2.       Änderungen zur Einhaltung von anderen oder zusätzlichen Auflagen gemäß
§ 79 Abs. 1 oder § 79b,

3.       Änderungen zur Anpassung an Verordnungen auf Grund des § 82 Abs. 1,

4.       Bescheiden gemäß § 82 Abs. 3 oder 4 entsprechende Änderungen,

5.       Ersatz von Maschinen, Geräten oder Ausstattungen durch gleichartige Maschinen, Geräte oder Ausstattungen; Maschinen, Geräte oder Ausstat­tungen sind gleichartig, wenn ihr Verwendungszweck dem der in der Anlage befindlichen Maschinen, Geräte oder Ausstattungen entspricht und die von ihnen zu erwartenden Auswirkungen von den Auswirkungen der in der Anlage befindlichen Maschinen, Geräte oder Ausstattungen nicht so abweichen, dass der Ersatz als genehmigungspflichtige Änderung gemäß Abs. 1 zu behandeln ist.

### AUFGABE A
Wann gelten Maschinen, Geräte oder Ausstattungen laut dem Auszug über Änderungen an Anlagen als gleichartig?
### AUFGABE B
Setze den Auszug über Änderungen an Anlagen im Anschluss an den letzten gezeigten Punkt fort.

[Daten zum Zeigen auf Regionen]

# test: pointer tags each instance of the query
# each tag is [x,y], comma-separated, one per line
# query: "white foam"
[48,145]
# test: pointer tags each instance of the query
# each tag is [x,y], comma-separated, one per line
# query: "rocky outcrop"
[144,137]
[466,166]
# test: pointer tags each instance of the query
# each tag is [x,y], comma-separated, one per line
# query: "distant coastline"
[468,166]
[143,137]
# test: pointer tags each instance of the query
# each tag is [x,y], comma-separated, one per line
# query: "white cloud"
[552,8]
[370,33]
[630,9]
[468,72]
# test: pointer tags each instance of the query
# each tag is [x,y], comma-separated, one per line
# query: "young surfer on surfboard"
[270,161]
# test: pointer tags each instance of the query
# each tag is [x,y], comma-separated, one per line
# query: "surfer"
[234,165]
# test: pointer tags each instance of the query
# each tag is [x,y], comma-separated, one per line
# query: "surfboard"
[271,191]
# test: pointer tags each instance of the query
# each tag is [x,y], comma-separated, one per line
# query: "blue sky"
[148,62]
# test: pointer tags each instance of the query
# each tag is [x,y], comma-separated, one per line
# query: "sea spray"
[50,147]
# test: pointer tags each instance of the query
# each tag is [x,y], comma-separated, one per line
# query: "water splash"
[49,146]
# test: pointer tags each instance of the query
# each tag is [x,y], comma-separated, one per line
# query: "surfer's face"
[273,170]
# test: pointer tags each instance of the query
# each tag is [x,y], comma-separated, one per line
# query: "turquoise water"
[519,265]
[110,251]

### ERWARTETE ANTWORT A
Wenn ihr Verwendungszweck dem der in der Anlage befindlichen Maschinen, Geräte oder Ausstattungen entspricht und ihre zu erwartenden Auswirkungen nicht so abweichen, dass der Ersatz als genehmigungspflichtige Änderung gemäß Abs. 1 zu behandeln ist.

### ERWARTETE ANTWORT B
6.       Änderungen durch den Einsatz von Maschinen, Geräten oder Ausstattungen, die unter Verordnungen gemäß § 76 Abs. 1 fallen oder in Bescheiden gemäß § 76 Abs. 2 angeführt sind, sofern § 76 Abs. 3 nicht entgegensteht,

7.       Änderungen, die das Emissionsverhalten der Anlage zu den Nachbarn nicht nachteilig beeinflussen und die auf Grund der besonderen Situation des Einzelfalles erwarten lassen, dass überhaupt oder bei Einhaltung der erforder­lichenfalls vorzuschreibenden Auflagen, Gefährdungen des Lebens oder der Gesundheit von Personen vermieden und Beeinträchtigungen oder nachteilige Einwirkungen im Sinne des § 74 Abs. 2 Z 3 bis 5 auf ein zumutbares Maß beschränkt werden,

8.       Sanierung gemäß § 12 des Luftreinhaltegesetzes für Kesselanlagen,
BGBl. Nr. 380/1988,

9.       Änderungen, die das Emissionsverhalten der Anlage nicht nachteilig beeinflussen,

10.   Fortschreibung des Abfallwirtschaftskonzeptes (§ 353 Z 1 lit. c),

11.   Änderungen von vorübergehender, vier Wochen nicht überschreitender Dauer, die keine Gefährdung des Lebens oder der Gesundheit von Personen bewirken und aus Anlass von Ereignissen oder Veranstaltungen, die in kulturellem oder sportlichem Interesse überregional breiter Kreise der Bevölkerung stattfinden, vorgenommen werden.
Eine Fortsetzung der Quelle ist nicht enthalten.